#### Materials provided
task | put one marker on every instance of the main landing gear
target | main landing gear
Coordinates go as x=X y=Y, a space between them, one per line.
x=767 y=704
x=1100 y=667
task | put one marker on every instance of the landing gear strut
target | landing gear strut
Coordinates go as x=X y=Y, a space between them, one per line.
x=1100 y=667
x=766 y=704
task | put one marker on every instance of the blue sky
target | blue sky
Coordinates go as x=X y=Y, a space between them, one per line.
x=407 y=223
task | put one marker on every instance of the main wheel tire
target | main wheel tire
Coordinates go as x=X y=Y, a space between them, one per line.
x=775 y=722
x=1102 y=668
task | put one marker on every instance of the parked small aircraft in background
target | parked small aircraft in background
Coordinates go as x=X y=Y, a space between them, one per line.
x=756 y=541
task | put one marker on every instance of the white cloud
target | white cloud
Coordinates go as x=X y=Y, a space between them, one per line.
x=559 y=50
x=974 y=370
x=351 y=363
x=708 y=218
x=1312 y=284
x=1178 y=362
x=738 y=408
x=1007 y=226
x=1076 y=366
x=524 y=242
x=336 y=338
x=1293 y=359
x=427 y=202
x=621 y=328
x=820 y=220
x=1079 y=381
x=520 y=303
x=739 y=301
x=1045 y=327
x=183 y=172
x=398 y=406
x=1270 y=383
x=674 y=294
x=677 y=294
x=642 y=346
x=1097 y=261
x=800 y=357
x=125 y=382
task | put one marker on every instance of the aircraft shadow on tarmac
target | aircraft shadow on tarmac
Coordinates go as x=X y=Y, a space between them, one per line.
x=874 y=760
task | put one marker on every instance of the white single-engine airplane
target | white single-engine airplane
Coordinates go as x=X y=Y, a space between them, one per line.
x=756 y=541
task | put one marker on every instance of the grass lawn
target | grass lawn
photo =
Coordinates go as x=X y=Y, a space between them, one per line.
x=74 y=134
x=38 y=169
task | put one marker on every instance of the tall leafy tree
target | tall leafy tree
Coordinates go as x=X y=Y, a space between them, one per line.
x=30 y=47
########
Rewrite all of the material above, changing every "put one marker on" to "place a single point on" and keeping everything else the same.

task | place a single point on every instance of the main landing gear
target | main landing gear
Coordinates go as x=X y=Y, a space between them, one per line.
x=767 y=704
x=1100 y=667
task | place a single point on every instance of the landing gear strut
target | landing gear strut
Coordinates go as x=X y=Y, a space between them, one per line.
x=1100 y=667
x=766 y=704
task | place a single point on every instance of the blue sky
target | blue sky
Coordinates go as x=X y=Y, a space between them, one per line.
x=407 y=223
task | place a single point on every instance of the main wheel tire
target | main wheel tire
Coordinates go as x=X y=Y, a space between them, one per line.
x=775 y=722
x=1102 y=668
task | place a single point on every instance of the parked small aircraft in background
target | parked small aircraft in background
Coordinates go as x=X y=Y, a space between them, one per line.
x=756 y=541
task | place a single point on every instance of the white cloud
target | white cloud
Coordinates go as x=X y=Y, a space between them, one per line.
x=559 y=50
x=974 y=370
x=351 y=363
x=708 y=218
x=1312 y=284
x=1178 y=362
x=738 y=408
x=1007 y=226
x=1076 y=366
x=524 y=242
x=336 y=338
x=1293 y=359
x=427 y=202
x=621 y=328
x=820 y=220
x=1079 y=381
x=520 y=303
x=739 y=301
x=1045 y=327
x=183 y=172
x=398 y=406
x=1270 y=383
x=674 y=294
x=677 y=294
x=642 y=346
x=1097 y=261
x=800 y=357
x=125 y=382
task | place a single point on every instance of the aircraft shadow on tarmac
target | aircraft shadow on tarmac
Coordinates go as x=X y=Y, a space between them, one per line.
x=874 y=760
task | place a single point on every instance of the white single-engine airplane
target | white single-engine airplane
Coordinates go as x=X y=Y, a space between them, one per line.
x=756 y=541
task | place a single point on every instance of the grass lawn
target | grass lawn
photo =
Coordinates go as x=X y=Y, a space between them, one per line.
x=74 y=134
x=38 y=169
task | place a single point on every instance of the tall leafy tree
target | tall leafy tree
Coordinates go as x=X y=Y, a space between them, one per line.
x=30 y=47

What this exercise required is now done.